THE TASK> Turn the records between the line containing "on pavement sits?" and the line containing "[738,333,916,440]", inclusive, into a numbered list, leaving out any blank lines.

EXTRACTED ENTRIES>
========

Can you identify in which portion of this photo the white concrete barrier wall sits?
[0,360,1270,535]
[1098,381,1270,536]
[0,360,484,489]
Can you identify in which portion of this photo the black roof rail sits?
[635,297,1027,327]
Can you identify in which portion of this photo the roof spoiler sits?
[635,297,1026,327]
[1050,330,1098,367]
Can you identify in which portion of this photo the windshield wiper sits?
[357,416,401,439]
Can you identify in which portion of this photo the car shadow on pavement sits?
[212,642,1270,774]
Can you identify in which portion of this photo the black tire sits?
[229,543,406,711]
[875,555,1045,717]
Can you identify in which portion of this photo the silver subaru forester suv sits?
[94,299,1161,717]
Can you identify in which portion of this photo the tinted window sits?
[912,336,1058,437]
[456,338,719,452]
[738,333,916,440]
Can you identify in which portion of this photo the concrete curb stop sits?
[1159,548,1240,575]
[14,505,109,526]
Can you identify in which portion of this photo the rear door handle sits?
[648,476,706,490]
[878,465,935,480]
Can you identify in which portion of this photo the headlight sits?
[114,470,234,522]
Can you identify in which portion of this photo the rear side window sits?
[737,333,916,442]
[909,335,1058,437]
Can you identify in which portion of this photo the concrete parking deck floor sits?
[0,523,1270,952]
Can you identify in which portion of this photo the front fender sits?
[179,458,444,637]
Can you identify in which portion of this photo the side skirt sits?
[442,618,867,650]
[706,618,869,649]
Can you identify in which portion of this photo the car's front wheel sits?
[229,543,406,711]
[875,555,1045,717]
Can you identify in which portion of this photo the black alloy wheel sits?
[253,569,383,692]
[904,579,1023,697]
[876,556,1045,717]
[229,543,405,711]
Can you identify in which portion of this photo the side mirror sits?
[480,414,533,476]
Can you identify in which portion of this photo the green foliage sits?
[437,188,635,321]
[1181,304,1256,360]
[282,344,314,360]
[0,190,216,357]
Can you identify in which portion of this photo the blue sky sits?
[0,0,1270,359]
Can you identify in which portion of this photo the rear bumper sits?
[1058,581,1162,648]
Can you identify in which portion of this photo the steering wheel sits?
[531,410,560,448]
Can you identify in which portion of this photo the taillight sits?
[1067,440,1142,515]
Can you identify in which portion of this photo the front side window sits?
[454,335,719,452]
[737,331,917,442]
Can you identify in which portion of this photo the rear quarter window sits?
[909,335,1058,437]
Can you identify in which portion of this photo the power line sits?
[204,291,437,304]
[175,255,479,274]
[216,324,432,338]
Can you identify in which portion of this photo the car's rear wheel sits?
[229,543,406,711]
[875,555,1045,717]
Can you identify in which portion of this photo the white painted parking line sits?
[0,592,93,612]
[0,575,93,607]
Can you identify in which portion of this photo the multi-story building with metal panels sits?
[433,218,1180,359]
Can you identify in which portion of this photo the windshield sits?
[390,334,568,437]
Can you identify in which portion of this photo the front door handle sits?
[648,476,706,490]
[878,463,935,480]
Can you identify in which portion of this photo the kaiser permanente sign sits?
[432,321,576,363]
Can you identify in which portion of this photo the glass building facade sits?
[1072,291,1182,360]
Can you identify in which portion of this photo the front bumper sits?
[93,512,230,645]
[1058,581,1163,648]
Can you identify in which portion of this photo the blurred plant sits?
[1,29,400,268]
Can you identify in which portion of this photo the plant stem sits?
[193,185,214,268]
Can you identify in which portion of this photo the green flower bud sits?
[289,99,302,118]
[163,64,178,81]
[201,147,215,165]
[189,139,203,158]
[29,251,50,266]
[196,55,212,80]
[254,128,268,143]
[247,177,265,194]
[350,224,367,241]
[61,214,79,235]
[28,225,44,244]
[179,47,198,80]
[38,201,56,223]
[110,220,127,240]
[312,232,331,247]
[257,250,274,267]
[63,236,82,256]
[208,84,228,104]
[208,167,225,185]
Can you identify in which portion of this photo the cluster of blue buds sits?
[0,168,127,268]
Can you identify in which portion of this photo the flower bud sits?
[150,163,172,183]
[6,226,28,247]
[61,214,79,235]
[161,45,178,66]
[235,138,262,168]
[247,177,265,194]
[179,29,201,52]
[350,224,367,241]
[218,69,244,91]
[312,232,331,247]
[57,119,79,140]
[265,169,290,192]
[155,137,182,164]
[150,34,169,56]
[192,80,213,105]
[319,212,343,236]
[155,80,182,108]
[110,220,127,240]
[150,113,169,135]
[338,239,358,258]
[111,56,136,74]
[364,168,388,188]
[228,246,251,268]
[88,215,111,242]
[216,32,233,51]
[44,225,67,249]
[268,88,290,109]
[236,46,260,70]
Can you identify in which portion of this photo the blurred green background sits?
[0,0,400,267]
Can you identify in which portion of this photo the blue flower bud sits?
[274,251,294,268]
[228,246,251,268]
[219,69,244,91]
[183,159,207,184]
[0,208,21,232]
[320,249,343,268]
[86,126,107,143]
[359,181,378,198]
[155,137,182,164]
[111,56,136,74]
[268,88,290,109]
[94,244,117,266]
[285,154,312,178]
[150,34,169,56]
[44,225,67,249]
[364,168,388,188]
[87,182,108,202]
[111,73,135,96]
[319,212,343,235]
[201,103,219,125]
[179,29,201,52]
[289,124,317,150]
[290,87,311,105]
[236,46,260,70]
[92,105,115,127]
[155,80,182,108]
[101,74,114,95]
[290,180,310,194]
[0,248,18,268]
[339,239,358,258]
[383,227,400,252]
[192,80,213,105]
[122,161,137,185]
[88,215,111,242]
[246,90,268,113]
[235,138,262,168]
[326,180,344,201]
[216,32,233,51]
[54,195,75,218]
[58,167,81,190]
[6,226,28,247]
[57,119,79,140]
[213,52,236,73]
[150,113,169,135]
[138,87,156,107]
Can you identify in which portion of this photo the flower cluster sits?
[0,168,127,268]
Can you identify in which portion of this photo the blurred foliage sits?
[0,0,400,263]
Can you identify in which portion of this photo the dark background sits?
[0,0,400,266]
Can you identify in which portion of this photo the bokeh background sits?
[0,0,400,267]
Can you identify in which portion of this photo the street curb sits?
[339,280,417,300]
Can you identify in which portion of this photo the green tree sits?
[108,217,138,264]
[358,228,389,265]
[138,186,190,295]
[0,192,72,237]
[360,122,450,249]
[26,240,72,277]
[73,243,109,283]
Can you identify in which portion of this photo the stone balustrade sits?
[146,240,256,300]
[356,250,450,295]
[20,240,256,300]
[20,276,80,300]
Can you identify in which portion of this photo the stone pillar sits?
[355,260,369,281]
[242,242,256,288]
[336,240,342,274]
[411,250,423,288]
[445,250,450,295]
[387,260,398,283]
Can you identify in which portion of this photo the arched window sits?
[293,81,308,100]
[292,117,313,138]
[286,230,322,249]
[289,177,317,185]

========

COMPLETED EXERCISE>
1. Can you identify in which portion of this photo the car shadow on pavement sits?
2. [212,642,1270,774]
3. Can you identify in which portion of this photo the black tire sits?
4. [229,543,406,711]
5. [875,555,1045,717]
6. Can you identify in which portion of this photo the silver subaru forester suv sits?
7. [94,299,1161,717]
8. Can you identify in which portion of this photo the tinted window sits?
9. [912,336,1058,437]
10. [456,338,719,452]
11. [738,333,916,440]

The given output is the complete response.